** TEXTO PARA LEER **
++++++

Vanguardia

Cuadros plásticos

- ‘CATÓN’ CRONISTA DE LA CIUDAD

Yo procuro vivir intensamen­te para después recordar intensamen­te. Decía mi tía Conchita, única hermana de mi padre: “Al final nomás los recuerdos quedan”. Y yo digo que la nostalgia es cosa de quien ha vivido. No la tienen los que han pasado por la vida en traje gris, estólidos, resecos, sin amar ni comprender. En cambio aquél con quien la vida ha sido generosa le escribe cartas de amor continuame­nte y le dice: “¿Te acuerdas?”.

Yo, como el letrero de pulquería que recogió Elena Garro, tengo recuerdos hasta del porvenir. Del presente también tengo recuerdos. Por ejemplo, me acuerdo de que estoy escribiend­o ahora acerca del recuerdo. Pero de lo que tengo más recuerdos es del pasado. Eso es más fácil: tratándose de pretéritos hasta el imperfecto nos trae recuerdos bellos. “Ningún mayor dolor -escribió Dante- que acordarse del tiempo feliz en la desgracia”. Como dice el anuncio de la Mueblería José: “Mmmm. No sé”. Lo digo con el mayor respeto para el autor de esa humana tragedia que es la Divina Comedia. Cosa más triste debe ser hallarse en la desgracia y encima no tener un recuerdo feliz para evocarlo.

++++++

Registros de una fuente de datos
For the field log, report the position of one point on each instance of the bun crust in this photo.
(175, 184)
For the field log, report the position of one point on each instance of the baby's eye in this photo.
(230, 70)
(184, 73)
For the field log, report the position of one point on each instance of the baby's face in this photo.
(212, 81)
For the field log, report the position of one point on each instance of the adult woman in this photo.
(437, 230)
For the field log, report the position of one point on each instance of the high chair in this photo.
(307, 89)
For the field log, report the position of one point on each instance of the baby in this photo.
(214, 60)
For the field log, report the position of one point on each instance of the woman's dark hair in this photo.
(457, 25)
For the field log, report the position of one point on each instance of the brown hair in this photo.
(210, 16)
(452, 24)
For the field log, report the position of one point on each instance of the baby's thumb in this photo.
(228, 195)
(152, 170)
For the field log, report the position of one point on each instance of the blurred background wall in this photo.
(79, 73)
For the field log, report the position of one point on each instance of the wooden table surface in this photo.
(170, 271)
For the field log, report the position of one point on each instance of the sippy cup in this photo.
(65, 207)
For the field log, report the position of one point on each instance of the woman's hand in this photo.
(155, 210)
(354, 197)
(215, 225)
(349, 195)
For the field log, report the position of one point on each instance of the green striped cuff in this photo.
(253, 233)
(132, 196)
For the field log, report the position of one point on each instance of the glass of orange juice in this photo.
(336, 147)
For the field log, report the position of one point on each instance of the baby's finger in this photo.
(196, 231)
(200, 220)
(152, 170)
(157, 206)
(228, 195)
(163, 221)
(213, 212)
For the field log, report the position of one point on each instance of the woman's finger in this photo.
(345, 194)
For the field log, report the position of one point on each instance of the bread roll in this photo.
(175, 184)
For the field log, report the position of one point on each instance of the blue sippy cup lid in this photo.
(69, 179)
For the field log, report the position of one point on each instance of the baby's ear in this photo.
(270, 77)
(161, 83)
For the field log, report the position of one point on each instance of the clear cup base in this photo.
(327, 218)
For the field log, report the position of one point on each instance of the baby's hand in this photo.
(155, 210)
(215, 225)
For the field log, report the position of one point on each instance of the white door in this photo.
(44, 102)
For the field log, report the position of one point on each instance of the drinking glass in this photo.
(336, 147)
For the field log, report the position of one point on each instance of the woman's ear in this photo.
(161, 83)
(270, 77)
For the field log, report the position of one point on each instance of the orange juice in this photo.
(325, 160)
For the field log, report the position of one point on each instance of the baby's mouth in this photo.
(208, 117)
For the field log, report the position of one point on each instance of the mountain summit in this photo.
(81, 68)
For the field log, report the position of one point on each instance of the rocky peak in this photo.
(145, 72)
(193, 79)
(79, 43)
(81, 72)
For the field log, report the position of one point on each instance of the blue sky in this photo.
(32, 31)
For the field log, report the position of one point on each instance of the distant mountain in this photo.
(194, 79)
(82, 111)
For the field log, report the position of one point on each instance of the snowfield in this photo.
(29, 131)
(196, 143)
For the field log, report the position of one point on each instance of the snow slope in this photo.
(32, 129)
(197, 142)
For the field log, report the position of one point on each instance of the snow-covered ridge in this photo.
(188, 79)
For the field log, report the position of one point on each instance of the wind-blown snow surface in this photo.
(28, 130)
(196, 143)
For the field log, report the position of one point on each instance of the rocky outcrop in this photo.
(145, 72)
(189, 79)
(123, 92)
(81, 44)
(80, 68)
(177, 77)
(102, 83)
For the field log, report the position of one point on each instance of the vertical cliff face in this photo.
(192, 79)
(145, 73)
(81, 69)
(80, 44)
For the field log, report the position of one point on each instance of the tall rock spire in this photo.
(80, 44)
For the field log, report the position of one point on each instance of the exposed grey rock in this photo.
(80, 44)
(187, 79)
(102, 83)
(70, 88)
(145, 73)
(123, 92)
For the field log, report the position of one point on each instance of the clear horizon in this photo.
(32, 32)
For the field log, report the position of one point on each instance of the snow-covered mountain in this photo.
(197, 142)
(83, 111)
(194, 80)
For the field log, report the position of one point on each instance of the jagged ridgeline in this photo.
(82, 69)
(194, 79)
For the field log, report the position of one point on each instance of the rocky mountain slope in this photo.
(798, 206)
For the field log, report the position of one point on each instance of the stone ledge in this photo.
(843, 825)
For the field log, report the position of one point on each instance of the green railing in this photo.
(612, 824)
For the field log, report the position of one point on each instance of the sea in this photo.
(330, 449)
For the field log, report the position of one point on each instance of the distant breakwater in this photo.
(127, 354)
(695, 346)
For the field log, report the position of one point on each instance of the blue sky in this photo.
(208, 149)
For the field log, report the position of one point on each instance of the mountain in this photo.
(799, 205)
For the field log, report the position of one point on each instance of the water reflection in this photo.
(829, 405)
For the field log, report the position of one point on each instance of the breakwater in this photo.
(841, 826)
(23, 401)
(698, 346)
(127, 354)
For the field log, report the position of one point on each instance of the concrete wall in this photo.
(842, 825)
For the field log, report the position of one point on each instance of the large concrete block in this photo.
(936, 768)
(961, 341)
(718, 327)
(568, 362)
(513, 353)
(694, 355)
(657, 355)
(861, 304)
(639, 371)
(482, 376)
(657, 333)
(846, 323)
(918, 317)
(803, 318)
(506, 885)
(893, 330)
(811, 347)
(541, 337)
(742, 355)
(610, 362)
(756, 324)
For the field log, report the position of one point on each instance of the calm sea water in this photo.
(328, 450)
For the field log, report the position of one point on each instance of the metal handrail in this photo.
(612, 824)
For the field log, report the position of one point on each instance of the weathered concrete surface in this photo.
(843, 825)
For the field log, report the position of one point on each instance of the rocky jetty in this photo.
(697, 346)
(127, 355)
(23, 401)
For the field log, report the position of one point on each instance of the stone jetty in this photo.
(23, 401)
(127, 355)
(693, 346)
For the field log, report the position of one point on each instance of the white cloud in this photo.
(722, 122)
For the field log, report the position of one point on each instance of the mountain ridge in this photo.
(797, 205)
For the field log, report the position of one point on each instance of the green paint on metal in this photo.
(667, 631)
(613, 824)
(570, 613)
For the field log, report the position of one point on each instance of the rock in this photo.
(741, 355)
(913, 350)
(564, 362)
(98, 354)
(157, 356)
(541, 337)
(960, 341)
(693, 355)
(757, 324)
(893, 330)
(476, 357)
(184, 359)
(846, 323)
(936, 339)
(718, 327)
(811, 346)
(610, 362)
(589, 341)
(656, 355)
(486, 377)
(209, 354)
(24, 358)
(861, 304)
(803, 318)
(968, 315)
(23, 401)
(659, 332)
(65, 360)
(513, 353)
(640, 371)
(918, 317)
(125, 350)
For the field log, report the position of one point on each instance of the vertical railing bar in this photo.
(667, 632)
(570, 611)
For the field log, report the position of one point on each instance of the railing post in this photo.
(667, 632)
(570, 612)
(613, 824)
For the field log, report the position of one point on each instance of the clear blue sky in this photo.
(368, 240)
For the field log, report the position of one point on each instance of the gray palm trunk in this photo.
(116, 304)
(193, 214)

++++++

** TAREA SOLICITADA A **
Según el texto sobre el recuerdo y la nostalgia, ¿qué frase solía decir la tía Conchita?
** TAREA SOLICITADA B **
Extrae del texto sobre el recuerdo y la nostalgia el fragmento que va desde "Yo, como el" hasta "feliz para evocarlo.".

** RESULTADO OBTENIDO A **
“Al final nomás los recuerdos quedan”.

** RESULTADO OBTENIDO B **
Yo, como el letrero de pulquería que recogió Elena Garro, tengo recuerdos hasta del porvenir. Del presente también tengo recuerdos. Por ejemplo, me acuerdo de que estoy escribiend­o ahora acerca del recuerdo. Pero de lo que tengo más recuerdos es del pasado. Eso es más fácil: tratándose de pretéritos hasta el imperfecto nos trae recuerdos bellos. “Ningún mayor dolor -escribió Dante- que acordarse del tiempo feliz en la desgracia”. Como dice el anuncio de la Mueblería José: “Mmmm. No sé”. Lo digo con el mayor respeto para el autor de esa humana tragedia que es la Divina Comedia. Cosa más triste debe ser hallarse en la desgracia y encima no tener un recuerdo feliz para evocarlo.